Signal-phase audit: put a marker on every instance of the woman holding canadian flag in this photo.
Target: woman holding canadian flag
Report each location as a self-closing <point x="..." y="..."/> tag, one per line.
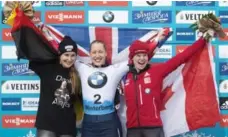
<point x="143" y="85"/>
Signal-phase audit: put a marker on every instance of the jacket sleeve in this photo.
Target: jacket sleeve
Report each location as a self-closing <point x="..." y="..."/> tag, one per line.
<point x="183" y="57"/>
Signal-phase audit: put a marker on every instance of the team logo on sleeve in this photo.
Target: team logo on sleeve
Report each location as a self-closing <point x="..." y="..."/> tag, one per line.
<point x="97" y="80"/>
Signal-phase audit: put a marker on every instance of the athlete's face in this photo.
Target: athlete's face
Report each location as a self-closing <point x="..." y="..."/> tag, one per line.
<point x="67" y="59"/>
<point x="140" y="61"/>
<point x="98" y="54"/>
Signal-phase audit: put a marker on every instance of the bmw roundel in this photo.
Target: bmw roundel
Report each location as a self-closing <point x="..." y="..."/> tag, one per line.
<point x="97" y="80"/>
<point x="108" y="16"/>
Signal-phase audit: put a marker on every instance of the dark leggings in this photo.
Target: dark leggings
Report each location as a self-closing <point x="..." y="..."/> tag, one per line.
<point x="46" y="133"/>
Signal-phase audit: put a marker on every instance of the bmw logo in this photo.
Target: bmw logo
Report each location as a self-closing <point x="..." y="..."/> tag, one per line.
<point x="151" y="3"/>
<point x="108" y="16"/>
<point x="97" y="80"/>
<point x="147" y="91"/>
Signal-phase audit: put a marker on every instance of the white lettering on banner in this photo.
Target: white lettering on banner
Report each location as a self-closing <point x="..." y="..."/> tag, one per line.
<point x="18" y="121"/>
<point x="9" y="52"/>
<point x="29" y="104"/>
<point x="190" y="16"/>
<point x="223" y="51"/>
<point x="21" y="86"/>
<point x="62" y="16"/>
<point x="120" y="17"/>
<point x="164" y="52"/>
<point x="144" y="3"/>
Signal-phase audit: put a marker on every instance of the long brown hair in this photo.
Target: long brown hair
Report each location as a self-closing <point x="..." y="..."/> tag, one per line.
<point x="75" y="81"/>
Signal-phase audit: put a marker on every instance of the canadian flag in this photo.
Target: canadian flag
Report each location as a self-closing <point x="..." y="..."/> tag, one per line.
<point x="190" y="100"/>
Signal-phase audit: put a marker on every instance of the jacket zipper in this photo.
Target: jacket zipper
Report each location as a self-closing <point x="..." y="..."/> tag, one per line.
<point x="136" y="97"/>
<point x="140" y="93"/>
<point x="155" y="108"/>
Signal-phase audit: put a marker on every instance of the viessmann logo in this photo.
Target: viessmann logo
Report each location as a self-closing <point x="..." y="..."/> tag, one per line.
<point x="18" y="121"/>
<point x="60" y="17"/>
<point x="21" y="86"/>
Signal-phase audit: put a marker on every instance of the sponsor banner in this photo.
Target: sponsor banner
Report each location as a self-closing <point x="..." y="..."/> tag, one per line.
<point x="64" y="17"/>
<point x="223" y="3"/>
<point x="29" y="104"/>
<point x="18" y="121"/>
<point x="37" y="17"/>
<point x="185" y="34"/>
<point x="150" y="17"/>
<point x="9" y="52"/>
<point x="181" y="48"/>
<point x="74" y="3"/>
<point x="195" y="3"/>
<point x="6" y="34"/>
<point x="223" y="15"/>
<point x="223" y="68"/>
<point x="223" y="103"/>
<point x="20" y="86"/>
<point x="224" y="121"/>
<point x="54" y="3"/>
<point x="151" y="3"/>
<point x="226" y="37"/>
<point x="164" y="52"/>
<point x="108" y="17"/>
<point x="16" y="69"/>
<point x="190" y="16"/>
<point x="223" y="86"/>
<point x="11" y="104"/>
<point x="223" y="51"/>
<point x="108" y="3"/>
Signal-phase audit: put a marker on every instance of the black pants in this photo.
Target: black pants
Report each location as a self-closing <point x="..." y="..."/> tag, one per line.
<point x="101" y="126"/>
<point x="145" y="132"/>
<point x="46" y="133"/>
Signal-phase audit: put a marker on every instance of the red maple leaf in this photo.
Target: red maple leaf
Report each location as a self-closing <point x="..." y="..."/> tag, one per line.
<point x="165" y="96"/>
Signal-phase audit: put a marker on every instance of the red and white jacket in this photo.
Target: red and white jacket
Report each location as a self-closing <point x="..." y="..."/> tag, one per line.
<point x="142" y="90"/>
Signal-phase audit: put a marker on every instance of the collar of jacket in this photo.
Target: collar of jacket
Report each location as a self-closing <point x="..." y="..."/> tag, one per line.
<point x="134" y="71"/>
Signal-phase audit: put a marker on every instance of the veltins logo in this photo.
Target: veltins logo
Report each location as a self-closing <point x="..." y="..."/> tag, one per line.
<point x="29" y="104"/>
<point x="223" y="86"/>
<point x="223" y="103"/>
<point x="164" y="52"/>
<point x="223" y="3"/>
<point x="16" y="69"/>
<point x="224" y="121"/>
<point x="61" y="17"/>
<point x="11" y="104"/>
<point x="108" y="3"/>
<point x="190" y="16"/>
<point x="223" y="54"/>
<point x="185" y="34"/>
<point x="223" y="67"/>
<point x="223" y="16"/>
<point x="21" y="86"/>
<point x="74" y="3"/>
<point x="195" y="3"/>
<point x="226" y="37"/>
<point x="150" y="17"/>
<point x="151" y="3"/>
<point x="6" y="34"/>
<point x="18" y="121"/>
<point x="54" y="3"/>
<point x="9" y="52"/>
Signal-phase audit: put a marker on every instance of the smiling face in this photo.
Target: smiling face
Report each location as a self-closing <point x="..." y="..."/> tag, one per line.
<point x="98" y="54"/>
<point x="140" y="61"/>
<point x="67" y="59"/>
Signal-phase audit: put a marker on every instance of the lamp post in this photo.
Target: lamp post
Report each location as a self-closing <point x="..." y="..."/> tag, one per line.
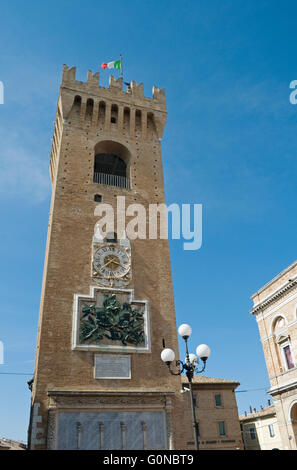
<point x="189" y="366"/>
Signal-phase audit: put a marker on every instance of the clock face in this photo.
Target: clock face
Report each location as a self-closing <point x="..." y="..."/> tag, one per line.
<point x="112" y="262"/>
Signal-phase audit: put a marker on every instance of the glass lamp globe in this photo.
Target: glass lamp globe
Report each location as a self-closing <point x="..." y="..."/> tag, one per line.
<point x="203" y="351"/>
<point x="185" y="330"/>
<point x="167" y="355"/>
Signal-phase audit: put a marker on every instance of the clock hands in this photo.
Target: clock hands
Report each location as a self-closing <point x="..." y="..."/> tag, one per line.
<point x="112" y="260"/>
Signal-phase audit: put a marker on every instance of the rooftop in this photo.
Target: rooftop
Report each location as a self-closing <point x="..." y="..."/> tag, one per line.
<point x="269" y="410"/>
<point x="209" y="380"/>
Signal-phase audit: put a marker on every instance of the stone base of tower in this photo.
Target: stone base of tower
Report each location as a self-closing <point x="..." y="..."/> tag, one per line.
<point x="108" y="420"/>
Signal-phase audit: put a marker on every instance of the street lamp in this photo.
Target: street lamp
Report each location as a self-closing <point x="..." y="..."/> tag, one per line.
<point x="189" y="366"/>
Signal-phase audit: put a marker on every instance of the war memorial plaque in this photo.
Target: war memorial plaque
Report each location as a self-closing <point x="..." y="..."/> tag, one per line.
<point x="112" y="366"/>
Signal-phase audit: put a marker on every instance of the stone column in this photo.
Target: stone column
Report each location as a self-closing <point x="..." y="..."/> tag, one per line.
<point x="143" y="124"/>
<point x="52" y="430"/>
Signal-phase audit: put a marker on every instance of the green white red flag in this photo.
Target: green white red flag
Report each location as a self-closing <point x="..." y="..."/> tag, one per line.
<point x="116" y="64"/>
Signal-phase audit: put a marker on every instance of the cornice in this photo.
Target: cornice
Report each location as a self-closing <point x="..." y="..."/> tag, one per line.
<point x="275" y="296"/>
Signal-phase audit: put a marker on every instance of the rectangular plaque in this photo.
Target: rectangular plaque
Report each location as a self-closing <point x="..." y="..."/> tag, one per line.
━━━━━━━━━━━━━━━━━━━━
= WHAT THIS TASK INVOLVES =
Among the records above, extract exactly the lines from the line with "Target: bmw roundel" to the line with "Target: dark leggings", both lines included, and leave out the rest.

= RESPONSE BELOW =
Target: bmw roundel
Report each location as a self-closing <point x="..." y="..."/> tag, one per line.
<point x="97" y="80"/>
<point x="108" y="16"/>
Signal-phase audit: put a marker on every instance of the dark leggings in this photo.
Target: dark leggings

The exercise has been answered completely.